**WHAT IS ASKED**
1. Answer these questions from the Zwift Racing Score article:
(a) In the opinion poll, what percentage of racers said ZRS events had been better than standard category enforced races?
(b) What range does the ZRS rating scale run from and to?
(c) Whose points system did Zwift's first, purely results-based solution use?
2. Carry on the Zwift Racing Score article, picking up right after its final sentence.

Note: for the lastest news on Zwift Racing Score, see our post What’s happening with Zwift Racing Score?
Zwift officially launched their Zwift Racing Score (ZRS) metric this week, and as one might expect, there’s been no shortage of feedback from the racing community. I’ve found myself in an interesting position, hearing feedback from the community but also conversing regularly with the team inside Zwift responsible for creating and continuing to improve ZRS.
Feedback from the community isn’t easy to summarize. On the one hand, we did an opinion poll where 57% of racers said ZRS events have been better than standard category enforced races they’ve recently joined. (21% said “about the same” and 21% said they were worse.) On the other hand, comments on ZRS-related posts here on Zwift Insider have largely been negative, with a few repeating themes:
- The range of abilities in each ZRS band is too wide (“I’m a C racing A and B riders!”)
- Heavier riders and sprinters are disadvantaged while lighter riders are advantaged with ZRS
- “My seed score is too high and racing isn’t any fun because I get dropped every time”
- Riders returning to Zwift are seeded too low due seed score being based on their 90-day power bests
Meanwhile, over at ZHQ I’ve been asking for details about how ZRS works, and why the team built it the way they did. As I’ve taken the time to hear and understand their reasons for doing things the way they have, I’ve generally agreed with the approach they’ve taken.
Both the community and ZHQ have valid points of view. But some comments from the community have simply been inaccurate – people “guessing” as to how things are working, with limited data. ZHQ, for their part, hasn’t answered or corrected many of those comments, because they are keeping some of the details of ZRS under wraps since it is a proprietary engine and they do have real competitors these days.
But I’m a big believer in how true, shared information keeps communities strong. So I asked Zwift if I could get some more detailed answers to questions about how and why ZRS works the way it does. That’s what you’ll find below. Here are my questions, and Zwift’s answers…
Did Zwift consider different approaches before deciding on ZRS? Why not just use ZwiftRacing.app’s algorithm?
Yes, we considered and even implemented several alternatives to Zwift Racing Score, but none made it past internal testing. These included using Machine Learning models to calculate seed scores, variations in score volatility, caps on score changes, and different score decay rates. We also explored automatically moving a user up or down after placing in the top or bottom y% of racers x times in their current category.
We partnered with Tim Hanson, the creator of ZR.app, to discuss our proposed scoring system, and we continue getting feedback from him and from the community about ZRS. While ZR.app has a lot of very interesting features, and is not hard to grasp by people with some experience in cycling races, we were looking for a solution that would be extremely easy to understand by total beginners, as in a rating scale that ranges from 0 to 1000 (versus a typical ELO rating whose range is not just unbounded but also subject to inflation over time).
ZRS has been a few years in the making. What took so long?
Initially, we implemented a purely results-based solution, using USAC’s points system, similar to what ZwiftPower had done. It soon became clear that our USAC-style points system had problems. Points are earned every time one participates in a race, so people who race more frequently tend to have more points than others who race more seldom, but the former are not necessarily stronger than the latter. In short, points may work great as an incentive for engagement, not so much as a criterion for pen categorization.

**SOURCE EXCERPT**

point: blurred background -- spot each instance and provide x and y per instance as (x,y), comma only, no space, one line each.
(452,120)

**EXPECTED RESPONSES**
1.
(a) 57%
(b) From 0 to 1000
(c) USAC's

2.
The project to switch from the USAC points system to ZRS started on 09/29/2023. Its central piece is a complex algorithm that has required plenty of analysis and testing. We also developed multiple tweaks during public testing (e.g. podium bonuses and UI improvements). In addition to developing and testing the scoring system, we overhauled our events logic and tooling to be flexible to the new categorization system and enhanced our race results user experience to display scores.
What are the trickier problems you are trying to solve with ZRS, and how have you gone about attacking each of them?
1: How to best categorize someone who has never raced?
We considered some Machine Learning techniques, but those models proved significantly challenging to maintain and evolve. We therefore evaluated an approach similar to that in ZwiftRacing.app, having worked with Tim Hanson himself, who has been immensely supportive in our quest.
Ultimately ZRS predictions are not too far apart from ZR.app’s “compound score”-based solution in essence. We still employ a user’s recent critical power for some interval lengths (30s and 10min), both absolute and relative to weight, to obtain our predictions. The basic difference is that we were able to fine-tune the model a little bit further. Namely, we experimented with different relative weightings of those parameters, as well as different critical power interval lengths, to make our predictions provide a somewhat better fit in our tests, which we conducted on a massive amount of historical data.
2: How do we avoid Tanking and Sandbagging?
- We use 85% of the predicted score as a racing score floor
- We will soon start considering the player score at join time (rather than at signup, which may be done a long time in advance, in certain cases)
- We are considering discarding low-quality race participation (the player score will not decrease if we detect that there were no significant power efforts)
How did you test your ZRS algorithm(s) for accuracy? Was real Zwift racing data used in the analysis?
We used anonymized racing and power data from every distance-based race that has ever happened on Zwift to train and validate our scoring solution and the different score prediction models that we tested.
How did you decide on the 10min and 30s intervals used to compute seed score?
Intuitively, among the main factors that affect one’s ability to perform well in a cycling race are their skill/strength in sustained efforts (say, for breakaways and climbing) and in sprinting (for mass finishes). While skill (namely, being well-positioned in the peloton, having an accurate sense of timing as to when to launch an attack, being able to decide whether to respond to someone else’s move, pacing yourself well when time-trialing or escaping solo, etc.) cannot be inferred from power figures, raw sprinting power and high sustainable power are certainly crucial for success and can be measured by short- and long-interval critical power, respectively.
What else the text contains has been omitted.